(Stored entries)
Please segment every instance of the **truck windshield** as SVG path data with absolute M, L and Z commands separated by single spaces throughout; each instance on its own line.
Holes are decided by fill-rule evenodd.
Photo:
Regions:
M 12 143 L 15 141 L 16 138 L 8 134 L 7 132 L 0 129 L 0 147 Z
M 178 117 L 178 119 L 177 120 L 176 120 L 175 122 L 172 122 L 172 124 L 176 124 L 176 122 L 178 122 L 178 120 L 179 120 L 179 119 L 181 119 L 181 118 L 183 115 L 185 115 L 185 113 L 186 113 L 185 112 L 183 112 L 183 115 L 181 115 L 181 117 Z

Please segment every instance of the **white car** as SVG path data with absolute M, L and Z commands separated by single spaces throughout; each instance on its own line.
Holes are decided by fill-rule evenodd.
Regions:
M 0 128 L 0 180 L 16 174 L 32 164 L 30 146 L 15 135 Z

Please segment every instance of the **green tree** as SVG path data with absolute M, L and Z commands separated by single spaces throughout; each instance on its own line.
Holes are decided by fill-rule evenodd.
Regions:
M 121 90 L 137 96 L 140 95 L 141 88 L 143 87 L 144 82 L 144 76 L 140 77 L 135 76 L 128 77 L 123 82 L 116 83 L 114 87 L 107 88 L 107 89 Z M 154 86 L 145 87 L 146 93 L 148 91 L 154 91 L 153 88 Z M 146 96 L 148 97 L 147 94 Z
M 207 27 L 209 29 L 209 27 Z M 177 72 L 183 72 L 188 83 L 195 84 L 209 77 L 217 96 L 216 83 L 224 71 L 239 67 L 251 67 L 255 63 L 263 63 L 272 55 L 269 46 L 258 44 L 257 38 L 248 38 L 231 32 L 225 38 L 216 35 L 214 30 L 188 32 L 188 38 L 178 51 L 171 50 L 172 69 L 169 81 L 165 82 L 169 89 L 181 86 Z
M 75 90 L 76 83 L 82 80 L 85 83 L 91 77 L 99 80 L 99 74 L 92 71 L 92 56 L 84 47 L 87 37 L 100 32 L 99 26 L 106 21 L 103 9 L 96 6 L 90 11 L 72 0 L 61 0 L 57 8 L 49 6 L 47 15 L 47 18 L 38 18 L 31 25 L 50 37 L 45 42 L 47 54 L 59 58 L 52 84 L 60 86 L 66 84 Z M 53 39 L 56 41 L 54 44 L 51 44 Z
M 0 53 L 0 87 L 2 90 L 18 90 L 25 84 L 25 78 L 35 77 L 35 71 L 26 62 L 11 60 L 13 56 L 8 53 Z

■ Request ■
Rewrite the entries above, switching "Regions" to "Shapes" everywhere it occurs and keeping all else unchanged.

■ Complete response ■
Please segment every instance of the **truck windshield** as SVG path data with absolute M, L and Z commands separated by single spaces throughout; each instance on its own line.
Holes are decided by fill-rule evenodd.
Photo:
Shapes:
M 12 143 L 15 141 L 16 138 L 8 134 L 7 132 L 0 129 L 0 147 Z
M 178 117 L 178 119 L 177 120 L 176 120 L 175 122 L 172 122 L 172 124 L 176 124 L 176 122 L 178 122 L 178 120 L 179 120 L 179 119 L 181 119 L 181 118 L 183 115 L 185 115 L 185 113 L 186 113 L 185 112 L 183 112 L 183 115 L 181 115 L 181 117 Z

Please segment every instance of the **white car** as SVG path data with absolute M, L and Z commands separated by single spaces throughout; each instance on its own line.
Holes are decided by fill-rule evenodd.
Shapes:
M 0 128 L 0 180 L 16 174 L 32 164 L 30 146 L 15 135 Z

Please segment every instance of the **green tree** as SVG path data with absolute M, L and Z commands separated by single spaces throughout; each instance on its own line.
Holes are decided by fill-rule evenodd.
Shapes:
M 121 90 L 137 96 L 140 95 L 141 88 L 143 87 L 144 82 L 144 76 L 140 77 L 135 76 L 128 77 L 123 82 L 116 83 L 114 87 L 107 88 L 107 89 Z M 154 86 L 145 87 L 146 93 L 148 91 L 154 91 L 153 88 Z M 146 96 L 148 97 L 147 94 Z
M 207 27 L 209 29 L 209 27 Z M 177 72 L 183 72 L 188 83 L 195 84 L 209 77 L 217 96 L 216 83 L 224 71 L 239 67 L 251 67 L 255 63 L 263 63 L 272 55 L 269 46 L 258 44 L 257 38 L 248 38 L 231 32 L 225 38 L 216 35 L 214 30 L 188 32 L 188 38 L 178 51 L 171 50 L 172 69 L 169 81 L 165 82 L 169 89 L 181 86 Z
M 75 90 L 76 83 L 82 80 L 85 83 L 91 77 L 99 80 L 99 74 L 92 71 L 92 56 L 84 47 L 87 37 L 100 32 L 99 26 L 106 21 L 103 9 L 96 6 L 90 11 L 72 0 L 61 0 L 57 8 L 49 6 L 47 15 L 47 18 L 38 18 L 31 25 L 50 37 L 45 42 L 47 54 L 59 58 L 52 84 L 60 86 L 66 84 Z M 53 39 L 56 41 L 54 44 L 51 44 Z
M 0 53 L 0 87 L 2 90 L 18 90 L 25 84 L 25 78 L 35 77 L 35 71 L 26 62 L 11 60 L 13 56 L 8 53 Z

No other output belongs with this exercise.